(Stored data entries)
::::::::

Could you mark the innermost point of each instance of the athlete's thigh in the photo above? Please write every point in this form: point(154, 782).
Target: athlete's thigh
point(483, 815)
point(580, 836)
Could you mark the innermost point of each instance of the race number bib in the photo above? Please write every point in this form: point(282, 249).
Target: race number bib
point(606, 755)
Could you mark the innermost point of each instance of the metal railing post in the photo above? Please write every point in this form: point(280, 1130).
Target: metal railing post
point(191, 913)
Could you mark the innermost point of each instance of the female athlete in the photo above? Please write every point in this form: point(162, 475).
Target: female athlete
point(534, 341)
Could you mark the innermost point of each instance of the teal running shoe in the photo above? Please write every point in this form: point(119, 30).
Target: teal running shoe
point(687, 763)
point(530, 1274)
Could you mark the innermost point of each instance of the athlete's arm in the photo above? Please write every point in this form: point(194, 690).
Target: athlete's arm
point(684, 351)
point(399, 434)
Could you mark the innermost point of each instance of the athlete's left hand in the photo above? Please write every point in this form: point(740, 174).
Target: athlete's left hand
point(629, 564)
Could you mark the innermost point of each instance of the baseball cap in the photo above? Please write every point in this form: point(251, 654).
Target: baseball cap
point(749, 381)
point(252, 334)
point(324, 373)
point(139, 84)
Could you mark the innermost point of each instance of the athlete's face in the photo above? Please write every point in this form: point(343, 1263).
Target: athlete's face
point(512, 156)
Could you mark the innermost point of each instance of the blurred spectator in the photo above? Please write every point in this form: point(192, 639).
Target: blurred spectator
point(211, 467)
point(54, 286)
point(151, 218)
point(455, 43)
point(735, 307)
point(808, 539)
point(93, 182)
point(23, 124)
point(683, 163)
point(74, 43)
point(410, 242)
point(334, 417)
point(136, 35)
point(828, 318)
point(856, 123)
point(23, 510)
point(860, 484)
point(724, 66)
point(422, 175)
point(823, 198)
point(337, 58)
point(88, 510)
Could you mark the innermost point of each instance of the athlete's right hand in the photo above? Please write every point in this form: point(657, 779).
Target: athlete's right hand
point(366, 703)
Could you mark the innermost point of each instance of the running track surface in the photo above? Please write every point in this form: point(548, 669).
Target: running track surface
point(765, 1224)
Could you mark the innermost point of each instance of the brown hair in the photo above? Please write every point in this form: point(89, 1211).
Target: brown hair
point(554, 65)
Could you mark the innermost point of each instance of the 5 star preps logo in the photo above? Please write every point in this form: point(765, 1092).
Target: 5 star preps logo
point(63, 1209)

::::::::

WORK TO COMPLETE – Every record is to be repeated exactly as written.

YOUR SOLUTION –
Could you mark the innermost point of each instance of the athlete's thigh in the photo above? Please write every point in this form: point(154, 782).
Target: athlete's thigh
point(483, 815)
point(580, 836)
Could you mark the innermost point of each instance of the race number bib in the photo above? Please write every point in this form: point(282, 249).
Target: race number bib
point(606, 755)
Could you mark the innermost point of each instance of the metal railing post in the photo above? Please write every point in this form: point(280, 1130).
Target: metal railing post
point(191, 913)
Could you mark the innermost point of each instance of the female athlete in the photo above? Please write every point in this form: point(162, 475).
Target: female athlete
point(534, 341)
Could you mark the innermost point of each instance of the teal running shoe in the photo above? Please write every point in this form: point(119, 30).
Target: teal running shoe
point(687, 763)
point(530, 1274)
Could you mark the innermost point of each instance of the athlete's arm in the photo above? Please write every point in this form: point(194, 690).
Target: athlete's arm
point(684, 351)
point(399, 434)
Could you mark the innermost point of each instance of the athlete's left hand in the photo above? Please write every point in this form: point(740, 174).
Target: athlete's left hand
point(629, 564)
Could you mark the innermost point of each instance of the baseball cap in the photo above? Please write every point in this form: point(251, 654).
Target: baseball cap
point(749, 381)
point(252, 334)
point(324, 373)
point(139, 84)
Could you mark the innermost point of each instance of the athlete's face in the photo above? Please write every point in this form: point(343, 1263).
Target: athlete's face
point(512, 156)
Could you mark the innermost point of each instance of the blurred spectator in the photo above? Please write every point in this form: point(192, 639).
Target: blurred spectator
point(211, 467)
point(54, 286)
point(151, 218)
point(455, 43)
point(735, 307)
point(808, 539)
point(93, 182)
point(23, 124)
point(683, 163)
point(74, 43)
point(410, 242)
point(334, 417)
point(136, 35)
point(828, 318)
point(856, 123)
point(23, 510)
point(860, 484)
point(724, 66)
point(422, 175)
point(823, 198)
point(337, 58)
point(88, 510)
Could you mark the innermost point of each instance of the athlete's right hand in the photo above? Please write every point in this form: point(657, 779).
Target: athlete's right hand
point(366, 703)
Could you mark the innermost point of each instance of the running track surface in the photo above? Please write every point in this form: point(548, 669).
Target: running track surface
point(765, 1224)
Could you mark the innermost point of each instance of the brown hair in the photo above? Please write every point in this form: point(89, 1211).
Target: brown hair
point(554, 65)
Could you mark the innermost point of each instance of the 5 star preps logo in the photo above? Please write every point in this form: point(765, 1092).
Target: 5 star preps logo
point(63, 1209)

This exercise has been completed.